§ DATA PROVIDED:
━━━━

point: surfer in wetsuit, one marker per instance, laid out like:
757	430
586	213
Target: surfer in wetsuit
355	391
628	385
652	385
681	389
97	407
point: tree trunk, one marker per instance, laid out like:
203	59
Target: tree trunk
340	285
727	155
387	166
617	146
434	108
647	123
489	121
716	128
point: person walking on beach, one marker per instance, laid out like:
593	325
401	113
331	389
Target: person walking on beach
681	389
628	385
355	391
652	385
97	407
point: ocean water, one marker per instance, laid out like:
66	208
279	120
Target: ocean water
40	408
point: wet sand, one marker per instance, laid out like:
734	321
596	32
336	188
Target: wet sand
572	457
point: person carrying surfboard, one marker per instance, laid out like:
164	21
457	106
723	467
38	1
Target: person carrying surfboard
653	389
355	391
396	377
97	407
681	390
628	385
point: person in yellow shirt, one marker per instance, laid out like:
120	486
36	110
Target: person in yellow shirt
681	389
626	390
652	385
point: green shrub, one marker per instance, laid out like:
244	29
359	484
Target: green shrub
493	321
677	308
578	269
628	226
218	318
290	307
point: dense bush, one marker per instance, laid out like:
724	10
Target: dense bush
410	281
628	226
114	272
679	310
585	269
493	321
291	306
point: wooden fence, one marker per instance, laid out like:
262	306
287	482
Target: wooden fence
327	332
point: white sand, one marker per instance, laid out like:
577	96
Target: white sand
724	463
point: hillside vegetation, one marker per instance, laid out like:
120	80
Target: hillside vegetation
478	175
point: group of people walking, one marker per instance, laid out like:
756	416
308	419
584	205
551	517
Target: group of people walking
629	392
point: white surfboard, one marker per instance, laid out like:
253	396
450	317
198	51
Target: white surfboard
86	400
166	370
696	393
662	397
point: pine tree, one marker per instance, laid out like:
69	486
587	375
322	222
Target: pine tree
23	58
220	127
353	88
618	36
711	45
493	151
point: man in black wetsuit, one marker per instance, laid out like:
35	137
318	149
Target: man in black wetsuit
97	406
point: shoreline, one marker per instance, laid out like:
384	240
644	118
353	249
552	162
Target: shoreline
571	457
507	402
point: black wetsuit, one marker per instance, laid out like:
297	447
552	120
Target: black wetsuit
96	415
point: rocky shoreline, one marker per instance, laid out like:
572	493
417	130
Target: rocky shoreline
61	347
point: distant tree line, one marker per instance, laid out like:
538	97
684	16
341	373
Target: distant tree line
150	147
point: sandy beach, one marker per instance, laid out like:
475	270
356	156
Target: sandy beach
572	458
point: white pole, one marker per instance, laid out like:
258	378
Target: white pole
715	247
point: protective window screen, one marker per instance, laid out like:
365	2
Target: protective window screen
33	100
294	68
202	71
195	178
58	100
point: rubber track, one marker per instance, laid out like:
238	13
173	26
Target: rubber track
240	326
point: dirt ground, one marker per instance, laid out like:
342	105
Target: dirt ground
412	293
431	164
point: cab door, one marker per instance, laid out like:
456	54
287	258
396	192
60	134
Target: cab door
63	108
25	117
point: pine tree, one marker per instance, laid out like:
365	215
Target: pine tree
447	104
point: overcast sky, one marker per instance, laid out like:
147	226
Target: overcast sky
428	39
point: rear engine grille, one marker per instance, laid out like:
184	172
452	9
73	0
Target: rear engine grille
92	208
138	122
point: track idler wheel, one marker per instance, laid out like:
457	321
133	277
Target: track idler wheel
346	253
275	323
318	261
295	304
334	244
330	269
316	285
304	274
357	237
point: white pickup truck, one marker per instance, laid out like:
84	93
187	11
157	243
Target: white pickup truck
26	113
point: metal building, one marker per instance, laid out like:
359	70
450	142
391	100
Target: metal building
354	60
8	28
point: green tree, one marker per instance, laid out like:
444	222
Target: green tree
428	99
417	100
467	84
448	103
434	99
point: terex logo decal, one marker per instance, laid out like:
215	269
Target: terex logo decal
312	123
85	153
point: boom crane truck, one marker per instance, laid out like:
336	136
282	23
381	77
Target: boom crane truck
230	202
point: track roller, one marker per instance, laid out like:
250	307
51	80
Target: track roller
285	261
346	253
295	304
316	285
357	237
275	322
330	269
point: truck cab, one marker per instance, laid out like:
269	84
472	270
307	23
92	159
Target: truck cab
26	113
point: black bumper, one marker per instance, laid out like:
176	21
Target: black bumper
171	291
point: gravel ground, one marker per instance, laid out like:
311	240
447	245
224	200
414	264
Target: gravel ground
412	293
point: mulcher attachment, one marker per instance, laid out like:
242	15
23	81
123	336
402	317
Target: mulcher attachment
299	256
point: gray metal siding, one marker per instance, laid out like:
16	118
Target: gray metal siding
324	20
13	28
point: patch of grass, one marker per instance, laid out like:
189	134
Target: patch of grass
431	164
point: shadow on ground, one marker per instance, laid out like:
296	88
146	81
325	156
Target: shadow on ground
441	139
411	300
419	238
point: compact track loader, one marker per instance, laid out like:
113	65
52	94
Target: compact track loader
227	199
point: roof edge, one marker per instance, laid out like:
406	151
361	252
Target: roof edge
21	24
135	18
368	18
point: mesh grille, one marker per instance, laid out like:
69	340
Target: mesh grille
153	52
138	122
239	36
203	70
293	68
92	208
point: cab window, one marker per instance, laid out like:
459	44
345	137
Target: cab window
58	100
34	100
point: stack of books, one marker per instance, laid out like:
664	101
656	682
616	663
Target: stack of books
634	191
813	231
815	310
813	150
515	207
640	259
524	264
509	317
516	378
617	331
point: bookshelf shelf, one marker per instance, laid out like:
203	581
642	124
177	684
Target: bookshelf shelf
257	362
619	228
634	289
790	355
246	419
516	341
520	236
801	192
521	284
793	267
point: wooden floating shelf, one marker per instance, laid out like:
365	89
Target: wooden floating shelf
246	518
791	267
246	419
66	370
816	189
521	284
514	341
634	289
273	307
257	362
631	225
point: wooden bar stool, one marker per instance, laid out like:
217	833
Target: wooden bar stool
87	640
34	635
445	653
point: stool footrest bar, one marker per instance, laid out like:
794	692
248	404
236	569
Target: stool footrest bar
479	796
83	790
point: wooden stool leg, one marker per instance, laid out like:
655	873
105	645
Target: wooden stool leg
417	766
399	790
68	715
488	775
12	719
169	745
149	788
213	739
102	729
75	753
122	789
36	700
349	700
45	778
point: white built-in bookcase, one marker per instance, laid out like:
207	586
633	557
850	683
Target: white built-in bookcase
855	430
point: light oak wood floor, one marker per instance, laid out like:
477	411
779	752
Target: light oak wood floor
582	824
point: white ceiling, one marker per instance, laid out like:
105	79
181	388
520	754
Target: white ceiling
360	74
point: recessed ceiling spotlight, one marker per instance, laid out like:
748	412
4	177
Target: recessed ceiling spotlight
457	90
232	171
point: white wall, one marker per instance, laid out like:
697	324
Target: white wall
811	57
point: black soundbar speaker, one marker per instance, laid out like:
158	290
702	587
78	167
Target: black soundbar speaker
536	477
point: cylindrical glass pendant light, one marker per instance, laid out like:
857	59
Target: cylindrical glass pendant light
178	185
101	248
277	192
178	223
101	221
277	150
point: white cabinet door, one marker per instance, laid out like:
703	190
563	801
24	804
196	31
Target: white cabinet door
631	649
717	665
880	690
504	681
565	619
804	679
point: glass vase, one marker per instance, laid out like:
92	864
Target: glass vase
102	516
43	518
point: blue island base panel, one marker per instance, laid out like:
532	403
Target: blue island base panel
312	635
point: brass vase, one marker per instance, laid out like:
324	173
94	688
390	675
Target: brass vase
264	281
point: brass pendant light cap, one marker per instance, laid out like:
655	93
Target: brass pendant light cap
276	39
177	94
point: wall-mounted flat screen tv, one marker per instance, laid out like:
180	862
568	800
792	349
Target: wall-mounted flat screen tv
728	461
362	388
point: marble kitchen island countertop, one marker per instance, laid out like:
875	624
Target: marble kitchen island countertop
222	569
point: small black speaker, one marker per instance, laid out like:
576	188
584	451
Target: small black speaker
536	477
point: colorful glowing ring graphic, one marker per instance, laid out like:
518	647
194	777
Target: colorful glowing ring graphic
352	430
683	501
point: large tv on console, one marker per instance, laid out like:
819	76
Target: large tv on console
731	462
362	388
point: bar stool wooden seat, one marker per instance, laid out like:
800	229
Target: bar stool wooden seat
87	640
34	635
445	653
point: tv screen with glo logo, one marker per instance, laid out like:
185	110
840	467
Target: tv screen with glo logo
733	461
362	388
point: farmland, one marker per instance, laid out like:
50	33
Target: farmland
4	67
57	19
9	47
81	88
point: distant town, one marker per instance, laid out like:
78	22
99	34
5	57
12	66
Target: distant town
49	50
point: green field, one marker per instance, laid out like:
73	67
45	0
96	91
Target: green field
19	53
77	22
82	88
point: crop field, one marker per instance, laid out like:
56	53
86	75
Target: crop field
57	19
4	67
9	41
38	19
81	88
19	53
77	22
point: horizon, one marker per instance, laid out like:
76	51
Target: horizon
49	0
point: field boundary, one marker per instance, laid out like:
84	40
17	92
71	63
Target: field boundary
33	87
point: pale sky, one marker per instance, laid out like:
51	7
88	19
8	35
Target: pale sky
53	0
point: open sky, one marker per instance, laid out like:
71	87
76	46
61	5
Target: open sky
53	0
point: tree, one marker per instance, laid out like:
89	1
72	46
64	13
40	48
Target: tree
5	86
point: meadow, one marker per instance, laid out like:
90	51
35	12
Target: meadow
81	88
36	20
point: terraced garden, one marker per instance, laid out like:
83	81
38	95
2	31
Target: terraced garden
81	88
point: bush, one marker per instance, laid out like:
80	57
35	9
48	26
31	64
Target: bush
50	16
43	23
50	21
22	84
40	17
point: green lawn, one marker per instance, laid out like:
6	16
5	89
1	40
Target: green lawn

━━━━

With the line containing "point: horizon, one" as the first and the last line of the records as the final one, print exactly the lines in that span.

§ ANSWER:
point: horizon, one marker per instance, laid out like:
76	51
Target: horizon
49	0
point: field boundary, one marker per instance, laid out like:
84	40
17	92
71	63
Target: field boundary
33	87
point: pale sky, one marker per instance, laid out like:
51	7
88	19
8	35
Target: pale sky
53	0
point: open sky, one marker per instance, laid out like:
71	87
76	46
61	5
Target: open sky
53	0
point: tree, one marker per instance, laid out like:
89	1
72	46
64	13
40	48
Target: tree
5	86
point: meadow, one marker per instance, laid out like:
90	51
35	12
Target: meadow
81	88
36	20
point: terraced garden, one marker per instance, laid out like:
83	81
38	95
2	31
Target: terraced garden
81	88
point: bush, one marker per instance, laid out like:
80	57
35	9
48	26
31	64
Target: bush
50	16
43	23
50	21
22	84
40	17
point: green lawn, one marker per instance, laid out like:
6	16
5	89
1	40
Target: green lawn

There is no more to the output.